=== Passage to read ===
◆ ◆ ◆ ◆ ◆

Iraq: Gunmen abducted 10 bakery workers in Baghdad yesterday, and a militant group linked to al-Qaeda claimed responsibility for some of the bombings that killed 43 people in the capital the day before.
West of Baghdad, the US military tried to increase pressure on insurgents in the rebel stronghold Ramadi by setting up extra checkpoints to deny them freedom of movement.
US and Iraqi forces are battling a Sunni insurgency that erupted after Saddam Hussein's fall in 2003 and shows no sign of easing despite the June 7th killing of Abu Musab al-Zarqawi, al-Qaeda's leader in Iraq, and a security clampdown in the capital.
Ramadi has emerged as Iraq's biggest hotspot since a major US military offensive crushed militants occupying nearby Falluja on the river Euphrates in 2004.
Responding to media reports that US-led forces have sealed off parts of Ramadi, military spokesman Lieut Col Bryan Salas said the operations were part of continuing efforts to restore stability there.
"We are focusing on multiple sites used by the insurgents to plan and conduct terrorist attacks and store weapons," he told reporters in an e-mail.
"We have also set up additional checkpoints to restrict the flow of insurgents, but citizens will still be able to enter and leave the city," he said. "This is just one part of a long-term plan to restore stability to Ramadi."
Earlier this month, another spokesman said al-Qaeda had gained ground in Ramadi and that 1,500 extra US troops brought to Iraq to help fight them would try to break their grip on the town.
Baghdad appeared relatively calm yesterday, apart from the attack in which police said gunmen stormed a bakery in Kadhimiya, a mainly Shia Muslim district, and snatched 10 employees. Insurgents often mount such attacks as part of a campaign to topple the US-backed, Shia-led government.

◆ ◆ ◆ ◆ ◆

Position annotation records:
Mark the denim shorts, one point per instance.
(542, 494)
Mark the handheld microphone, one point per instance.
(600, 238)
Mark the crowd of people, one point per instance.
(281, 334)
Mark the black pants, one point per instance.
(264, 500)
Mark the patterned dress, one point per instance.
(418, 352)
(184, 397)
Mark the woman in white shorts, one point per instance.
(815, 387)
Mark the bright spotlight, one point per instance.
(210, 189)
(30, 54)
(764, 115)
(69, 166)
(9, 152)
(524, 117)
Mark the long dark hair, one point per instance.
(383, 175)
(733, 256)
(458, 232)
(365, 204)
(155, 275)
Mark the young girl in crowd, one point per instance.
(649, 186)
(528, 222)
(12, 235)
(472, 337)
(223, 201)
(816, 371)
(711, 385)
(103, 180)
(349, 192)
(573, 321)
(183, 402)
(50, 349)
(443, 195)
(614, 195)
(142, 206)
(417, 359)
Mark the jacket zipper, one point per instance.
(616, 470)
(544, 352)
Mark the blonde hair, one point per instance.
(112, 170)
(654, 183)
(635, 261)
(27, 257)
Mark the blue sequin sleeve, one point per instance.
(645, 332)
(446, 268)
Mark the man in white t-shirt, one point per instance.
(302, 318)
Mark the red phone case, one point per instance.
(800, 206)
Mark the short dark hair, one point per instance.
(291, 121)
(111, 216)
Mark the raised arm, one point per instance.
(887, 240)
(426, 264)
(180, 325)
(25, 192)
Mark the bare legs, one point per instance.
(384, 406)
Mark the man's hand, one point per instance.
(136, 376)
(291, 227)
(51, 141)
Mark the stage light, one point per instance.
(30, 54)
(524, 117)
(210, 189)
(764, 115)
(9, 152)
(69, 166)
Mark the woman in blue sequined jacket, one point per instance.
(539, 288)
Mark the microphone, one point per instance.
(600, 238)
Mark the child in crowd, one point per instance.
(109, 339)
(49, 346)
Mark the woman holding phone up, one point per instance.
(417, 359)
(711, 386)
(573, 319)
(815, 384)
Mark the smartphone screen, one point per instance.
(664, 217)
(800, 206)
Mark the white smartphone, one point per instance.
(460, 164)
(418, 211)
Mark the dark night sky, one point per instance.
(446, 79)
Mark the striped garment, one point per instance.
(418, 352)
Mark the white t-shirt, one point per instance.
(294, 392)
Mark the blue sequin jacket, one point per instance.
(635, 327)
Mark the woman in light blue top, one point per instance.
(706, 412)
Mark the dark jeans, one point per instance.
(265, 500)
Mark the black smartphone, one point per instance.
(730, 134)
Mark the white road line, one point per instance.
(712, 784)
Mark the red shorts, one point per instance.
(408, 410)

◆ ◆ ◆ ◆ ◆

=== Given instruction A ===
According to the Iraq report, in which Baghdad district did gunmen storm a bakery and seize 10 employees?
=== Given instruction B ===
Resume the Iraq report, picking up after its last sentence.
The listing was taken from a different source than the Iraq report.

=== Final result A ===
Kadhimiya, a mainly Shia Muslim district.

=== Final result B ===
In Washington, the White House said it was aware of media reports that two US soldiers who went missing after an attack on their checkpoint on Friday were abducted by insurgents.
"We're aware of news accounts," spokesman Tony Snow said, but added that the White House was "making no assumptions".
The Mujahideen Shura Council, which had pledged to continue what it described as the holy war against crusader forces until "doomsday", said in a statement that it was behind four Baghdad bombs on Saturday, out of the seven reported by police.
It described one attack, a car bomb at a checkpoint in east Baghdad that police said killed 11 people, as "a blessed operation that led to the torching of three cars and the killing of the soldiers around the building".
The Mujahideen Shura Council, a grouping of al-Qaeda in Iraq and other Sunni Islamist militant groups, said it was also behind three other bombings, though two of them did not appear to match police information.
Saturday's bloodshed defied a security sweep launched in Baghdad earlier in the week by 50,000 Iraqi troops backed by 7,000 US-led soldiers.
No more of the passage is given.